TASK INSTRUCTIONS. Carry on the passage about the vital defects of early societies, picking up right after its final sentence.

PAGE TEXT.
────────────────
Vital Defects: the Oppression of Women and the Subjugation of a Servant Class

While early societal forms had their advantages, they also suffered from certain major and essential defects.  Sri Aurobindo took up these issues:

“That early life had vital defects which it could not cure.  In the case of the Mediterranean nations, two most important exceptions have to be made to the general participation of all individuals in the full civic and cultural life of the community; for that participation was denied to the slave and hardly granted at all in the narrow life conceded to the woman.  In India the institution of slavery was practically absent and the woman had at first a freer and more dignified position than in Greece and Rome; but the slave was soon replaced by the proletariate, called in India the Shudra, and the increasing tendency to deny the highest benefits of the common life and culture to the Shudra and the woman brought down Indian society to the level of its Western congeners.  It is possible that these two great problems of economic serfdom and the subjection of woman might have been attacked and solved in the early community if it had lived longer, as it has now been attacked and is in process of solution in the modern State.  But it is doubtful; only in Rome do we glimpse certain initial tendencies which might have turned in that direction and they never went farther than faint hints of a future possibility.”
────────────────
Dataset excerpt:
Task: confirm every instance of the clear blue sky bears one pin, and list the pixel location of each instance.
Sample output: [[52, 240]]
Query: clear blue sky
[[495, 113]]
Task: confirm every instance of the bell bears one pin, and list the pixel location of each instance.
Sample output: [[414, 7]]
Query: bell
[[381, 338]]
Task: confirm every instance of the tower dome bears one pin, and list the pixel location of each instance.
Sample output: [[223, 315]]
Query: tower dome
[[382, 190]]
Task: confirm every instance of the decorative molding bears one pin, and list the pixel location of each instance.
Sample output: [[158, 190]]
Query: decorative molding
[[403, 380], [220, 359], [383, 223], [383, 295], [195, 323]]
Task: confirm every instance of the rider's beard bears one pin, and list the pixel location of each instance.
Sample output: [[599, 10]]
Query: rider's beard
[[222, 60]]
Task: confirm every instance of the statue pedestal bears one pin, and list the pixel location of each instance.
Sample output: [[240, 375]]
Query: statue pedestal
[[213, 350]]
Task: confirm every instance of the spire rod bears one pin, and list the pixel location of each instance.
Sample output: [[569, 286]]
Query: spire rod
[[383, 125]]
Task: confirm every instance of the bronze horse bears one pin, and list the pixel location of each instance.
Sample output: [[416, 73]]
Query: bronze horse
────────────────
RESPONSE TO THIS EXERCISE.
It must be noted that while there has clearly been progress with regard to both of these issues, the development of women’s suffrage, for instance, and the entry of women into educational and career opportunities, and leadership roles for them in various corporate and political institutions, we remain far from a complete solution of this vital defect, as there remain societies around the world where women are totally oppressed, and in most all the others, they are harassed, discriminated against and paid a sub-standard wage compared to their male counterparts.

With respect to slavery, while humanity today may accept in principle the outlawing of slavery, there remain also dark remnants of slavery, not only in the developing world, but even in the developed world.   In the most highly developed Western societies, the use of stratified access to the levers of power and financial opportunity, the unequal access to education, failure to pay a “living wage” for workers to support their families, and systematic discrimination have led to a form of slavery which may be called “economic slavery”, which imprisons people into relatively hopeless circumstances through the leverage of the societal machinery and social custom rather than through formal bondage and chains.  Those who try to survive or escape from this system are also frequently imprisoned and made to work as prison labor (slaves) under the control of the State.

We see here that the higher aspirations and ideals of humanity have begun to embrace and try to implement equality for women and the servant or worker classes, but that these changes have not been fully implemented as of this time.  Thus, there is progress but not a final result that can be called success.  This defect continues to undermine humanity today as it did in earlier times.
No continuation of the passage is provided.